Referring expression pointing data
════════════════════
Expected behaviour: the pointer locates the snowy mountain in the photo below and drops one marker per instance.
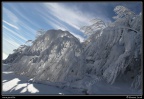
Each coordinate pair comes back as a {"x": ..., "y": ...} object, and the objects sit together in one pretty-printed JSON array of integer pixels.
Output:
[
  {"x": 112, "y": 54},
  {"x": 53, "y": 56}
]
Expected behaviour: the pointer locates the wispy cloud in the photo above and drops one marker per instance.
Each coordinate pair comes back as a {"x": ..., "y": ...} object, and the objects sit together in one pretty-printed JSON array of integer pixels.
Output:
[
  {"x": 10, "y": 24},
  {"x": 14, "y": 33},
  {"x": 72, "y": 17},
  {"x": 9, "y": 15}
]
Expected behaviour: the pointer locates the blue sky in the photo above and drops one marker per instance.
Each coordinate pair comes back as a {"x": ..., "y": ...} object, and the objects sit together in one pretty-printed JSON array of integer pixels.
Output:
[{"x": 21, "y": 20}]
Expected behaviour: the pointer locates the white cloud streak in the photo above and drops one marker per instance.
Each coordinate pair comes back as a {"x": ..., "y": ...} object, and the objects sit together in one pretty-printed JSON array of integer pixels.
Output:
[
  {"x": 15, "y": 33},
  {"x": 10, "y": 24},
  {"x": 72, "y": 16}
]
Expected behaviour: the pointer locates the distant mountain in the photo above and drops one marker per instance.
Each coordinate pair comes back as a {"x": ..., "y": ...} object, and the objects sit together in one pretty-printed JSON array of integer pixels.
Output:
[
  {"x": 53, "y": 56},
  {"x": 113, "y": 54}
]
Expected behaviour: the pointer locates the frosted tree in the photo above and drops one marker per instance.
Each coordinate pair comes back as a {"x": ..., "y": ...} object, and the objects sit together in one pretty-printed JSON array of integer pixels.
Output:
[
  {"x": 28, "y": 42},
  {"x": 122, "y": 12}
]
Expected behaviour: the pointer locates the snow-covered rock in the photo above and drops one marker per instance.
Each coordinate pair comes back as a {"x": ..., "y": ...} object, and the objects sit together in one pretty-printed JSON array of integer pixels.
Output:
[
  {"x": 55, "y": 56},
  {"x": 115, "y": 52}
]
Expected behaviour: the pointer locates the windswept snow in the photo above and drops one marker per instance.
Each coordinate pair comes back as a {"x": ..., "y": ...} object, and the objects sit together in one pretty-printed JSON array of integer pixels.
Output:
[
  {"x": 16, "y": 84},
  {"x": 108, "y": 62}
]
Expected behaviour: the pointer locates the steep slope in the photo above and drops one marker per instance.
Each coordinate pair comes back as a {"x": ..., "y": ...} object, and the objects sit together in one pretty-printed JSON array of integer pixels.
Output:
[
  {"x": 115, "y": 52},
  {"x": 53, "y": 56}
]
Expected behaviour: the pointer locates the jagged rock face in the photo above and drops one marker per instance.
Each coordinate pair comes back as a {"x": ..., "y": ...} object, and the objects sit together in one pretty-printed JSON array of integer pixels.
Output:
[
  {"x": 55, "y": 56},
  {"x": 115, "y": 52}
]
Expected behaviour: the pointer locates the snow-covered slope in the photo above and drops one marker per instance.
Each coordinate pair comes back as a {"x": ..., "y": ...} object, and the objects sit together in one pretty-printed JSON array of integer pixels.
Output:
[
  {"x": 115, "y": 52},
  {"x": 111, "y": 55},
  {"x": 53, "y": 56}
]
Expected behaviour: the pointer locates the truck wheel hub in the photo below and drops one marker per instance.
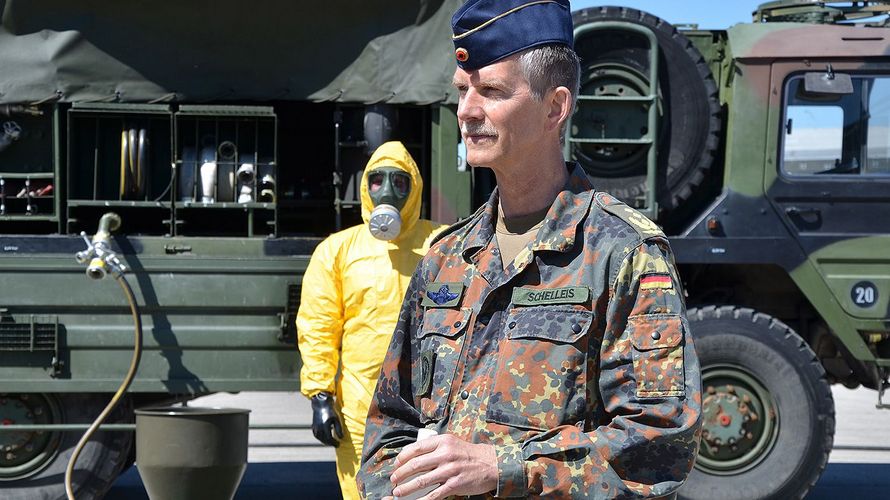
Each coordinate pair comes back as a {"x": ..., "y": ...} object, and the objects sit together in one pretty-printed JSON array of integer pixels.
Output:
[
  {"x": 23, "y": 453},
  {"x": 739, "y": 421}
]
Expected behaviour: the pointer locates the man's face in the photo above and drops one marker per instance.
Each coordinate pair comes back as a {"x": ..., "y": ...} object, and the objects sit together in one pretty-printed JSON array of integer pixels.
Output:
[{"x": 500, "y": 121}]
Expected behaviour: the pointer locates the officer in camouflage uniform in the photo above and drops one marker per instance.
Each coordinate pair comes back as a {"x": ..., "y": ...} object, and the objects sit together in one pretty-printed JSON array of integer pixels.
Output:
[{"x": 544, "y": 339}]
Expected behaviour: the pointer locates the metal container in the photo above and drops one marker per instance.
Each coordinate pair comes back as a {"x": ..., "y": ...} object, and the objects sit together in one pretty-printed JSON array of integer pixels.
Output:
[{"x": 189, "y": 453}]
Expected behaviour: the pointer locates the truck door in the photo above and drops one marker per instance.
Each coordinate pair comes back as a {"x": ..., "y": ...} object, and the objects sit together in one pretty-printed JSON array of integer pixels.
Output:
[{"x": 832, "y": 184}]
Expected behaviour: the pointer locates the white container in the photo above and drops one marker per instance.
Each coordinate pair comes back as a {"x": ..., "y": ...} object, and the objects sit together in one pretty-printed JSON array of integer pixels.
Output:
[
  {"x": 421, "y": 434},
  {"x": 208, "y": 182}
]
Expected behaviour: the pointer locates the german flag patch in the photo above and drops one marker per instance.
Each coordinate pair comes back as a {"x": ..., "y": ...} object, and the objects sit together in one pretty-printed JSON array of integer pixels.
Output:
[{"x": 656, "y": 282}]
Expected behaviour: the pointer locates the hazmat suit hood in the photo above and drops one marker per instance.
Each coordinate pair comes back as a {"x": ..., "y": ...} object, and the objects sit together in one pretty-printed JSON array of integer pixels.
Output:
[{"x": 394, "y": 154}]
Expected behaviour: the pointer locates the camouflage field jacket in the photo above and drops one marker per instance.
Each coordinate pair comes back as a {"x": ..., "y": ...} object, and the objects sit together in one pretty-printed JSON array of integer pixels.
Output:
[{"x": 575, "y": 362}]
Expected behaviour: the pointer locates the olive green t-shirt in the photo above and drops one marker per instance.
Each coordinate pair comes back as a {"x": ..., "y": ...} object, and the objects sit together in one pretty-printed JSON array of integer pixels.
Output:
[{"x": 515, "y": 233}]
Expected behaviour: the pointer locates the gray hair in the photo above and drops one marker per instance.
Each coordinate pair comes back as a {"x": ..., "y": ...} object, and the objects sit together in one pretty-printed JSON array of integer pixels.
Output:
[{"x": 549, "y": 66}]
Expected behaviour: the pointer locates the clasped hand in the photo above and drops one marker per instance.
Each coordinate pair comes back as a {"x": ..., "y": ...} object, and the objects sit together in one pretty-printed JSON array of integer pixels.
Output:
[{"x": 458, "y": 467}]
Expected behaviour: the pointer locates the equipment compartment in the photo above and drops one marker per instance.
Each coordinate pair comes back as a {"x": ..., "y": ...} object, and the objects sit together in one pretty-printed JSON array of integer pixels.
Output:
[
  {"x": 226, "y": 164},
  {"x": 119, "y": 155}
]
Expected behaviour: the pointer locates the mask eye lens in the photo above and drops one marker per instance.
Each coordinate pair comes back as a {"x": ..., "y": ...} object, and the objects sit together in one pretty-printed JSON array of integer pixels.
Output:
[
  {"x": 375, "y": 182},
  {"x": 402, "y": 184}
]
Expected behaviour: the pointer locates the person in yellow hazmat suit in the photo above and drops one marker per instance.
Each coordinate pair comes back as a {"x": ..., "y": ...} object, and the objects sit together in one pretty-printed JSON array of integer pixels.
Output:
[{"x": 351, "y": 295}]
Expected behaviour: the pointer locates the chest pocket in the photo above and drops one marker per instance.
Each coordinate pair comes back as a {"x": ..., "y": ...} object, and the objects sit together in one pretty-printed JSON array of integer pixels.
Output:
[
  {"x": 658, "y": 354},
  {"x": 441, "y": 341},
  {"x": 542, "y": 368}
]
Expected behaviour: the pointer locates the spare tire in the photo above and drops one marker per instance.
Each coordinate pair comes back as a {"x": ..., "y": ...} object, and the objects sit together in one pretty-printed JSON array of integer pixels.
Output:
[{"x": 615, "y": 62}]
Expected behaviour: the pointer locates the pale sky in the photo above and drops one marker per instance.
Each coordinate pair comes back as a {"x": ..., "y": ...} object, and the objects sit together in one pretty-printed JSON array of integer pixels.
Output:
[{"x": 708, "y": 14}]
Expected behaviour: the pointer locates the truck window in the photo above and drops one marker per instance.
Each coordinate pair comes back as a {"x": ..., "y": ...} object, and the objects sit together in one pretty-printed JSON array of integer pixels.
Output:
[{"x": 837, "y": 134}]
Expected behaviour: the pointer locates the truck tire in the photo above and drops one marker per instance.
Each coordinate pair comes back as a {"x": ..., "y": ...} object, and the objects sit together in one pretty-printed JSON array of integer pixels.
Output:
[
  {"x": 767, "y": 408},
  {"x": 616, "y": 63},
  {"x": 100, "y": 461}
]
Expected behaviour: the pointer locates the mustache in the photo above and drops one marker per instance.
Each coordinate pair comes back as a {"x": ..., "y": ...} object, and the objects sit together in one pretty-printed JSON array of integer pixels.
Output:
[{"x": 477, "y": 128}]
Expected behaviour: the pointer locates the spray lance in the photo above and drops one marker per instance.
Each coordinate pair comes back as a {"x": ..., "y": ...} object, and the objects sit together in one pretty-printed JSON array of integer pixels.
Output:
[
  {"x": 100, "y": 258},
  {"x": 98, "y": 253}
]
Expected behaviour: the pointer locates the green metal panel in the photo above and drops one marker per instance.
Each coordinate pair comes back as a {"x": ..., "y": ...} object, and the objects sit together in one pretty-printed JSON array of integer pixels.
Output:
[{"x": 214, "y": 319}]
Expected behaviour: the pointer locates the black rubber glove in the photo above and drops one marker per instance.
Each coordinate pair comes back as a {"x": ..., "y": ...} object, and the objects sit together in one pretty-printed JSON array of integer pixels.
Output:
[{"x": 325, "y": 420}]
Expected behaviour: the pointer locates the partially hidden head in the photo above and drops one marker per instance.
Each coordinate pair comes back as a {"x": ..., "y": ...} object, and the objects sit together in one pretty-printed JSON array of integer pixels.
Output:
[{"x": 391, "y": 191}]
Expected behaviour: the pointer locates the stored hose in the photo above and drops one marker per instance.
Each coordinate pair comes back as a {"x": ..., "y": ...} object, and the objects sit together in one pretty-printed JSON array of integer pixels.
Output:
[{"x": 134, "y": 365}]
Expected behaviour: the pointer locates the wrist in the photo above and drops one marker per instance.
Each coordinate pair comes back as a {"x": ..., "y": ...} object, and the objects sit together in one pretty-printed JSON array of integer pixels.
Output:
[{"x": 511, "y": 476}]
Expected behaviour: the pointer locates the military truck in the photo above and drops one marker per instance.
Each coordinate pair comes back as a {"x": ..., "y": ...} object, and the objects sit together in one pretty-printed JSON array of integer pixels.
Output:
[
  {"x": 764, "y": 154},
  {"x": 230, "y": 142}
]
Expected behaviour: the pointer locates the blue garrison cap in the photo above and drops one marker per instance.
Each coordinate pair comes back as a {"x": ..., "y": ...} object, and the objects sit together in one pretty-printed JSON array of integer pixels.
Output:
[{"x": 486, "y": 31}]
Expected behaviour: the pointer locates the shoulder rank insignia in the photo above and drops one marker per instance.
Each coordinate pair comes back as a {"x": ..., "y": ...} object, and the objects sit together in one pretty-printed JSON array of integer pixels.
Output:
[
  {"x": 656, "y": 282},
  {"x": 439, "y": 294}
]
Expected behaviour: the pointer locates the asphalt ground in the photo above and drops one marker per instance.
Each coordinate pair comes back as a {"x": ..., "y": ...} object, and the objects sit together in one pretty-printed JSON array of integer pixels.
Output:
[{"x": 289, "y": 464}]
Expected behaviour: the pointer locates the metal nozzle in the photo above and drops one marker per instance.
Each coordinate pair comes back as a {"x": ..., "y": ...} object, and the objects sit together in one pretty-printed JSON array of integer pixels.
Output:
[
  {"x": 96, "y": 269},
  {"x": 109, "y": 223},
  {"x": 98, "y": 252}
]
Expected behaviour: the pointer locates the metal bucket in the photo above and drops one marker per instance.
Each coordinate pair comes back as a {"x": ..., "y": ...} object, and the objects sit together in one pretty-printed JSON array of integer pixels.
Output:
[{"x": 187, "y": 453}]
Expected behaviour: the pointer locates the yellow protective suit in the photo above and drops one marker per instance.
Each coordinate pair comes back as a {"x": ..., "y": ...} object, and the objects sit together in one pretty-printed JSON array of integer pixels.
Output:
[{"x": 351, "y": 295}]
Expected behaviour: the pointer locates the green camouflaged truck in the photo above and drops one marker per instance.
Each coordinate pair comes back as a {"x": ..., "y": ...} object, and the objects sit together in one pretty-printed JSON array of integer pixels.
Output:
[{"x": 763, "y": 150}]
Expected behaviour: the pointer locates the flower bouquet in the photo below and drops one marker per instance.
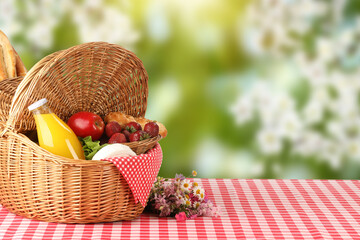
════════════════════
» **WHAT TO PRODUCE**
Could you set down, word for word, only the lines above from the line with "Expected behaviour: the pointer locates the windswept" to the line with "Expected behaviour: the pointer locates the truck wheel", including both?

» **OUTPUT**
Expected behaviour: the pointer locates the windswept snow in the photo above and drops one marker per instance.
Each coordinate pair comes back as a {"x": ..., "y": ...} object, and the objects sit together in one pretty-printed JSON array of integer pixels.
Output:
[
  {"x": 16, "y": 84},
  {"x": 108, "y": 62}
]
Expected behaviour: the pointer locates the steep slope in the photo above and drops one marker per instance.
Each coordinate pair comes back as a {"x": ..., "y": ...} object, and the objects sit together in one pretty-printed JSON array of integer pixels.
Output:
[
  {"x": 115, "y": 52},
  {"x": 53, "y": 56}
]
Expected behaviour: the pointer locates the jagged rock face in the photo above and drops one marker per instance.
Each coordinate pair comes back as a {"x": ..., "y": ...} object, and the objects sit together in one pretty-printed JSON array of integer pixels.
Output:
[
  {"x": 55, "y": 56},
  {"x": 115, "y": 52}
]
Expected behaviour: the pointer locates the snow-covered slope in the photo above and drops one marker per instance.
Each coordinate pair comes back as a {"x": ..., "y": ...} object, and the objects sit together in one pretty-printed JSON array of integer pixels.
Output:
[
  {"x": 115, "y": 52},
  {"x": 111, "y": 55},
  {"x": 53, "y": 56}
]
Expected behaviour: the pointer locates the truck wheel hub in the photo below and drops one marker per instance.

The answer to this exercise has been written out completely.